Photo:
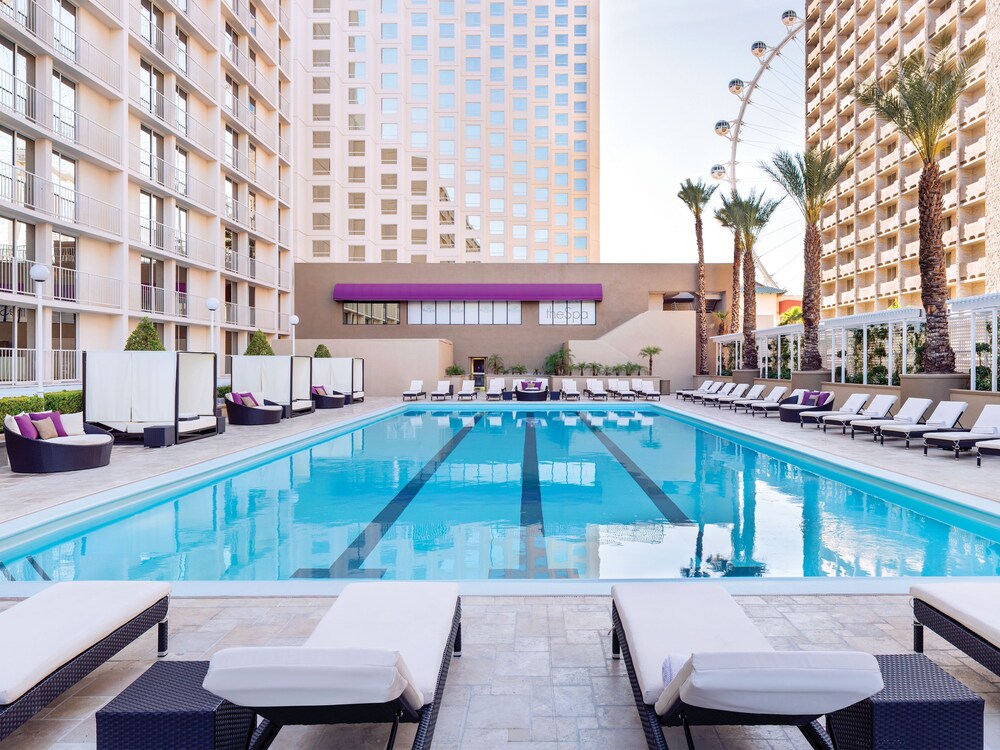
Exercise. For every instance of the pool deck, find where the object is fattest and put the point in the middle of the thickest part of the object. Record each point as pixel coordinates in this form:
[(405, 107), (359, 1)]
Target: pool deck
[(536, 673)]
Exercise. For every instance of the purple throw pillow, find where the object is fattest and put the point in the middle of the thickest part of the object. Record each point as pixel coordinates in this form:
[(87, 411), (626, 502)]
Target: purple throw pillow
[(56, 421), (24, 425)]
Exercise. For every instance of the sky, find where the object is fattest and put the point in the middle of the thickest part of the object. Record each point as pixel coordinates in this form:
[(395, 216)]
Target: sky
[(665, 67)]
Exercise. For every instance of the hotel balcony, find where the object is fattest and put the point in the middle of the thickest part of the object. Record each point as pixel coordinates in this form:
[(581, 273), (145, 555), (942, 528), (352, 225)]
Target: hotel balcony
[(155, 170), (245, 316), (153, 235), (179, 60), (57, 203), (154, 300), (155, 104), (41, 116), (40, 27), (64, 285)]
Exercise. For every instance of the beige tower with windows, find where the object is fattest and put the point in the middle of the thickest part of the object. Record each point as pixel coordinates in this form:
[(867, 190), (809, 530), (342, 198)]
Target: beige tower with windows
[(869, 228)]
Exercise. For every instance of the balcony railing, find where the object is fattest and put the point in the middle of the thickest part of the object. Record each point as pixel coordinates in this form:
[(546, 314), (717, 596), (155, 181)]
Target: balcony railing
[(26, 102), (148, 233), (157, 170), (29, 191), (150, 100), (33, 19)]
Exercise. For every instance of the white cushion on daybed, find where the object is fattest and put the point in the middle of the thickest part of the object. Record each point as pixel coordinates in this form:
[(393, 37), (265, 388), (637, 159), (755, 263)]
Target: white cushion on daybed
[(974, 605), (40, 634), (790, 683), (665, 619), (303, 676), (413, 618)]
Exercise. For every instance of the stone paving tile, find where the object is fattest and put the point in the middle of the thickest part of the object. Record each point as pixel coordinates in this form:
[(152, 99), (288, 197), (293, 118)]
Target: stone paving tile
[(523, 692)]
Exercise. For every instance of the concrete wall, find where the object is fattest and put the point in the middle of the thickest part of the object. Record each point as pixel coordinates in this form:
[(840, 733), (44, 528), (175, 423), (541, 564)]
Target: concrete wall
[(390, 364)]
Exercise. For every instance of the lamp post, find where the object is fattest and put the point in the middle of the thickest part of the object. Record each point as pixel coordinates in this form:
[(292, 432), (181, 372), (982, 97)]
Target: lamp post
[(293, 320), (39, 274)]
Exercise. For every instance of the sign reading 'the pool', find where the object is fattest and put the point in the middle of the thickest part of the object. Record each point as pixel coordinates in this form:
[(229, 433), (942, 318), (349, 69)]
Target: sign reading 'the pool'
[(567, 313)]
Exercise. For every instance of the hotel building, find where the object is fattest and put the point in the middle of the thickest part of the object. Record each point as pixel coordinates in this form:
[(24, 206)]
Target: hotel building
[(869, 227), (146, 149), (447, 131)]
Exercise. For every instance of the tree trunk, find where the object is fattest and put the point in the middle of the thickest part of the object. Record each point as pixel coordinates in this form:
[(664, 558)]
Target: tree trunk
[(939, 357), (702, 317), (734, 302), (811, 358), (749, 310)]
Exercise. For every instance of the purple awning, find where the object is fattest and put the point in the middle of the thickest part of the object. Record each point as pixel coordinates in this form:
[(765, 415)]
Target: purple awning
[(447, 292)]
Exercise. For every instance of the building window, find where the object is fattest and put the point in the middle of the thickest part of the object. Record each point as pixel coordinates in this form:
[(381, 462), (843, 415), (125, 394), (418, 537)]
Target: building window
[(371, 313)]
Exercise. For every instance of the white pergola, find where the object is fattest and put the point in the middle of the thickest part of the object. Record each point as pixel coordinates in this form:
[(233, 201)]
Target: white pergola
[(966, 314)]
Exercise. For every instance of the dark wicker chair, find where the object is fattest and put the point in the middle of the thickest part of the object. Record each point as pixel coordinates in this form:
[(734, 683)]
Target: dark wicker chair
[(248, 415), (27, 456)]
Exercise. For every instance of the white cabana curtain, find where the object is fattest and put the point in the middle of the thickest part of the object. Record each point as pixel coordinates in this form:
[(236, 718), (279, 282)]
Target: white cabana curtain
[(196, 383)]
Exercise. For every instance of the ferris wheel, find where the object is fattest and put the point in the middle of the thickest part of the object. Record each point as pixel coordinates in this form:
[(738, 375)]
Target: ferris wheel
[(771, 118)]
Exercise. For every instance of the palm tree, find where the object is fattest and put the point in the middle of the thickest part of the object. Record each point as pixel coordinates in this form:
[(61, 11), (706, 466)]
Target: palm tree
[(696, 195), (809, 180), (751, 214), (919, 97), (650, 352), (726, 217)]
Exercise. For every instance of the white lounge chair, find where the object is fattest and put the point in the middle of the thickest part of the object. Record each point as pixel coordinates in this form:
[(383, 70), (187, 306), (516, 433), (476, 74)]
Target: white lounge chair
[(853, 406), (987, 427), (695, 658), (494, 391), (755, 393), (381, 654), (880, 406), (739, 391), (57, 637), (415, 391), (911, 412), (569, 390), (774, 396), (944, 417), (468, 390), (767, 407), (705, 385)]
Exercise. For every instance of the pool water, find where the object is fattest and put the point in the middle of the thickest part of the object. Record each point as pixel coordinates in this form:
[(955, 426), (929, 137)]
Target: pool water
[(569, 493)]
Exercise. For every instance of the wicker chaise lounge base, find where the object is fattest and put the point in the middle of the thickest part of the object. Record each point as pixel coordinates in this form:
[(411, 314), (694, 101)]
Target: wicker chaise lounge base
[(53, 640), (373, 658)]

**Was benötigt wird:** Benenne in allen Einträgen „Target“ in „Object“ um und gib die Zeilen sonst unverändert wieder. Lass die Bilder dabei weg.

**Antwort zur Aufgabe:**
Photo:
Exercise. For every instance of the pool deck, find where the object is fattest and put the point in the middle of the thickest part of the object. Record each point as pixel coordinates in this form:
[(405, 107), (359, 1)]
Object: pool deck
[(536, 673)]
Exercise. For every instance of the purple throw pillow, find where the object is fattest and put the point in the middle of the thickest part of the object. Record each point as pixel coordinates in this form:
[(87, 411), (626, 502)]
Object: purple throw pillow
[(56, 421), (24, 425)]
Exercise. For every instance of the sky, find where the object is fattest and put the point in the middle of the thickest part of the object. Record each point as pixel coordinates in this form:
[(395, 216)]
Object: sky
[(665, 67)]
Exercise. For every instance of the hotel balcony, find where the object is fattest and put the point in the middle of the thickest part of the object. Record each point as pixel coordinates in this form:
[(581, 273), (145, 555), (942, 528), (352, 225)]
Object: hotel balcony
[(155, 170), (245, 316), (153, 235), (179, 60), (57, 203), (154, 300), (155, 104), (41, 116), (40, 27), (64, 285)]
Exercise. For every instance of the beige tower with windows, find where the object is fattest and put the point in the middle of the thickest part of the object. Record each point as pixel coordinates in this form:
[(867, 190), (809, 530), (342, 198)]
Object: beige tower with windows
[(869, 228)]
Exercise. For every instance of the balcony railing, find where the object is fattest and put the point in the middle of the thickest part of the object. Record each point as pixel coordinates in this form:
[(546, 314), (717, 596), (155, 181)]
Object: balcony railing
[(26, 102), (148, 233), (157, 170), (29, 191), (150, 100), (33, 19)]
Exercise. For every instance of the white cushion on daybed, find where the object is fattest and put the point in the middle of the thickest part of the object. Record each point as pixel coordinates in this form:
[(393, 37), (265, 388), (637, 159), (755, 263)]
Object: white cushion on daybed
[(974, 605), (40, 634), (790, 683), (665, 619), (303, 676), (413, 618)]
Exercise. For every instance of the stone paving tile, find where the object is fattest and put the point in the middle of the thickest part of the object. Record each point as pixel coordinates in this form:
[(152, 99), (288, 197), (293, 118)]
Object: stone paving tile
[(523, 692)]
Exercise. For every instance of the concrete wall, find where the object is fattest and put the point in the middle of the thickest part of the object. Record each point as pixel coordinates in this form:
[(840, 733), (44, 528), (175, 423), (541, 564)]
Object: concrete wall
[(390, 364)]
Exercise. For every instance of the lamp post, find where the object is fattest and put the point in the middle of the thickest part of the object. Record each point as pixel coordinates in this form:
[(292, 432), (181, 372), (982, 97)]
Object: lamp post
[(293, 320), (39, 274)]
Exercise. For every instance of the sign reading 'the pool', find where the object is fattest and put the point in the middle of the thickest part of the object. Record each point as pixel coordinates in this form:
[(229, 433), (942, 318), (349, 69)]
Object: sign reading 'the pool'
[(567, 313)]
Exercise. For every instance of the hotel building, find where the object is fattest and put the point in the middle of the thickest part of the object. Record each point as pixel coordinates in this form:
[(24, 206)]
Object: hotel building
[(869, 227), (146, 149), (447, 131)]
Exercise. For every instance of the tree trunk, find where the object is fattest and put the point in the middle of the thickest part of the object. Record each point as pixel coordinates in this form:
[(664, 558)]
Object: tree trunk
[(939, 357), (702, 317), (734, 302), (811, 358), (749, 310)]
Exercise. For every instance of the purple awning, find where the object is fattest and put the point in the middle of the thickest part of the object. Record each point as pixel coordinates in this form:
[(765, 415)]
Object: purple awning
[(447, 292)]
Exercise. For every instance of the building window, find where the object is fattest and put the point in the middle of the thickest part of the object. Record each point as pixel coordinates in this form:
[(381, 462), (843, 415), (125, 394), (418, 537)]
Object: building window
[(371, 313)]
Exercise. For every instance of the white pergola, find where the object is fattest and put the point in the middle of the thickest part of the object. Record each point as pixel coordinates in this form:
[(233, 201)]
Object: white pergola
[(966, 314)]
Exercise. For every instance of the dark wicker chair, find where the object is fattest and put the point in the middle of the thickest part of the object. Record each point as pixel coordinates in this form:
[(734, 683)]
Object: dark wicker chair
[(248, 415), (27, 456)]
Exercise. For every instance of the white cabana curtain, find where the object is fattest and put the point in the middle of the thickest part of the object. Record each point as pixel coordinates in this form:
[(236, 718), (279, 282)]
Object: white cabana curtain
[(196, 383)]
Exercise. For every instance of the ferris wheel, find where the object is fattest and put the point in the middle of the thickest part of the object. Record each point as pixel coordinates in this form:
[(738, 375)]
Object: ferris wheel
[(771, 118)]
Exercise. For every instance of the palm tree, find where the object is fattest and put the point in the middle of the thickest part of the object. Record each point as pixel coordinates in this form:
[(61, 11), (706, 466)]
Object: palm tree
[(696, 195), (809, 180), (751, 214), (919, 97), (650, 352), (726, 217)]
Exercise. For every instance of the white lounge chair, find where the object is fattest and put the point in the middle of the thickest part of the object. Record each point as pixel coordinates in this form:
[(383, 70), (187, 306), (516, 433), (476, 74)]
Object: white lounge chair
[(853, 406), (987, 427), (695, 658), (494, 391), (755, 393), (381, 654), (880, 406), (739, 391), (57, 637), (415, 391), (911, 412), (569, 390), (774, 396), (944, 417), (468, 390), (767, 407), (705, 385)]
Exercise. For every instance of the pool water, find where the object is fattest and put the point in the middle of the thickest part of the object. Record each point as pixel coordinates in this form:
[(955, 426), (929, 137)]
Object: pool water
[(569, 493)]
Exercise. For every instance of the wicker chaise lounge base, find where the object is fattest and put the point in the middle of the thickest part of the object. Record each point as pixel coordinates in this form:
[(411, 314), (694, 101)]
Object: wicker chaise lounge base
[(53, 640), (373, 658)]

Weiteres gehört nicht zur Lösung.